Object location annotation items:
↓↓↓
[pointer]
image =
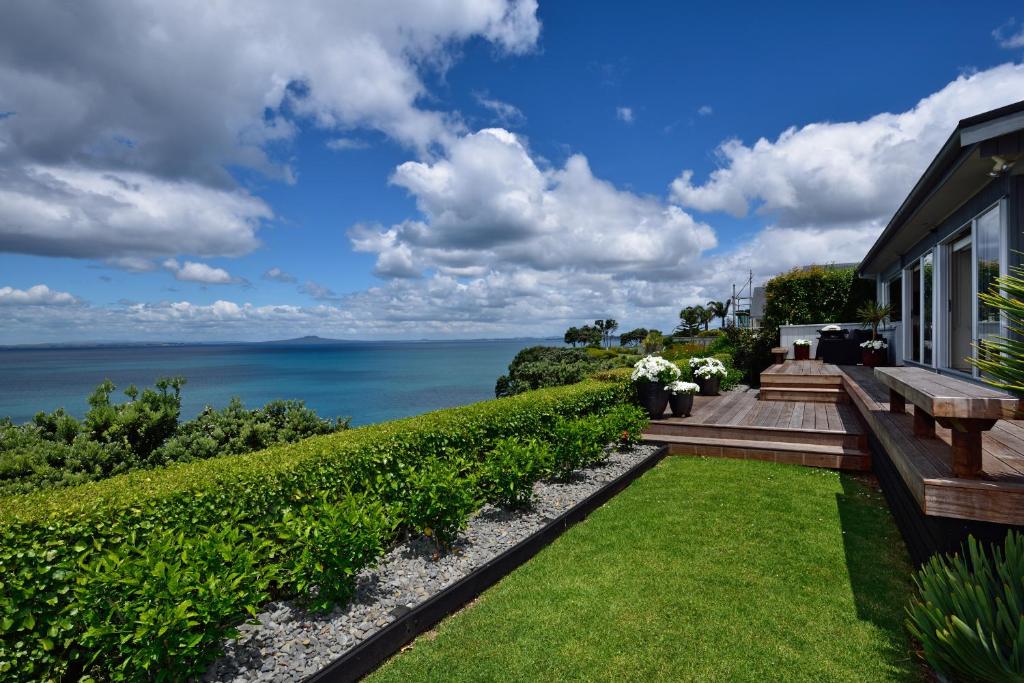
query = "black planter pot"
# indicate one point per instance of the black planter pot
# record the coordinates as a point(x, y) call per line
point(653, 397)
point(681, 403)
point(709, 387)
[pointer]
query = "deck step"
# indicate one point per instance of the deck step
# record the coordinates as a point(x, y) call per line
point(810, 455)
point(810, 381)
point(807, 394)
point(842, 438)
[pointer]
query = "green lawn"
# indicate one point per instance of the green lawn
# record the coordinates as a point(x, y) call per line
point(702, 569)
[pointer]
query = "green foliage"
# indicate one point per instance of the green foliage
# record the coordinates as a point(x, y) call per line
point(813, 295)
point(969, 612)
point(540, 367)
point(633, 337)
point(750, 351)
point(625, 424)
point(327, 544)
point(1000, 359)
point(163, 604)
point(577, 443)
point(588, 335)
point(512, 467)
point(441, 496)
point(55, 450)
point(235, 430)
point(47, 539)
↑↑↑
◆ Exercise task:
Change "deck step" to "porch step" in everything from the start of the items down to the line containing "point(842, 438)", and write out those lines again with nothing else altered. Omit the pictures.

◆ Response:
[pointer]
image =
query = "black planter pot"
# indicate one point per instance of the black planter pot
# record the coordinates as a point(x, y) call per line
point(653, 397)
point(681, 403)
point(709, 387)
[pointer]
query = "porch step"
# indicate one point per instance of the porch step
# record the coordinates as a point(x, y) call per line
point(810, 455)
point(810, 381)
point(807, 394)
point(842, 438)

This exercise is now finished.